- Problems and tasks:
• a. Answer these questions about the Northern B.C. seniors' health report text:
(i) In what year was the consultation series on healthy aging and seniors' care held?
(ii) Who is the Northern Health board chair?
(iii) On what website is the report available?
• b. Write the next part of the Northern B.C. seniors' health report text, starting after its last sentence.

The health and well-being of seniors in Northern B.C. is the focus of the Northern Health Board report released earlier this month. Balance, community involvement, social connections, and choice were all characteristics noted during the 2013 consultation series focused on healthy aging and seniors’ care. The report is now available on northernhealth.ca.
“For me the biggest takeaway was the focus on quality of life and living healthily in communities. Throughout the consultation we heard the importance of companionship, community, family, and other supports,” said Dr. Charles Jago, Northern Health board chair. “We know that people will need to access various levels of care as they age, but it wasn’t the main focus of the discussion throughout the process.”
Areas that are working that were identified in the report include a strong level of personal choice over the way seniors live; the programs and services available to stay active, have meaning, and create purpose in their lives within their community; and access to health services.
Residents of Northern B.C. also identified areas in which improvements can be made: home support, education and information, communication and integration of service, creating a culture of dignity and respect, supporting the financially disadvantaged, transportation, and access to housing.

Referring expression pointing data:
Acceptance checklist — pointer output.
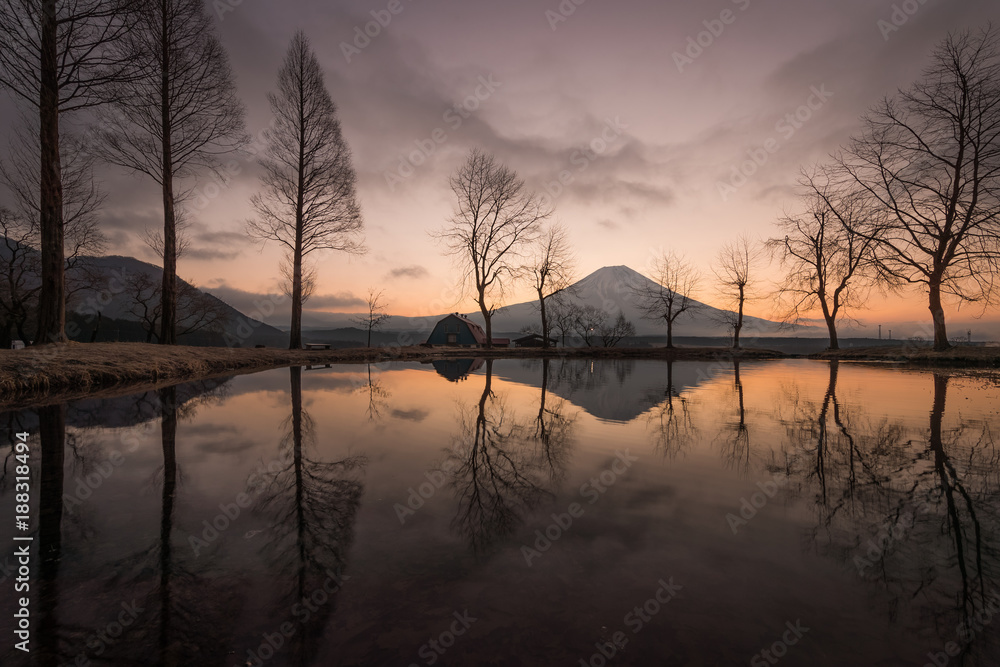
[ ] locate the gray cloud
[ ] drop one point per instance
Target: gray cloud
(414, 272)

- Answer set:
• a.
(i) 2013
(ii) Dr. Charles Jago
(iii) northernhealth.ca

• b.
“We heard from residents in Northern B.C. that there is a lot of value in having conversations about seniors’ health and healthy aging,” said Cathy Ulrich, Northern Health chief executive officer and president. “The conversation and work do not end with this report. The report will help the board and leadership of Northern Health make decisions about how best to serve northerners.”
The report, entitled “Let’s talk about Healthy Aging and Senior’s Wellness,” contains ideas, comments, feedback and suggestions from people throughout the north. Consultations were held in 13 communities including Valemount, and focus groups were held in some communities as well. Northern Health received comments through email, letters and verbal suggestions to community representatives. The consultation was attended by people of all ages, and all participants’ ideas were captured and recorded to form this report.
Themes specific to First Nations in northern B.C. were also identified. Elders involved in the process spoke about the importance of health being connected to their language and culture, to the land and to the traditional foods of their local environment.
The report provides a summary of the consultation, including themes and outcomes, and also breaks down the comments by community.
“It is critical that while we understand the issues as a region, we recognize the distinct differences between communities and highlight both what is best practice and working, and what is not,” said Dr. Suzanne Johnston, VP clinical services, chief nursing officer and consultation lead. “Communities can learn from each other; there are some incredible practices and activities going on that can be modeled in other communities.”
The complete consultation report is available at www.northernhealth.ca > About Us > Northern Health Reports > Community Accountability.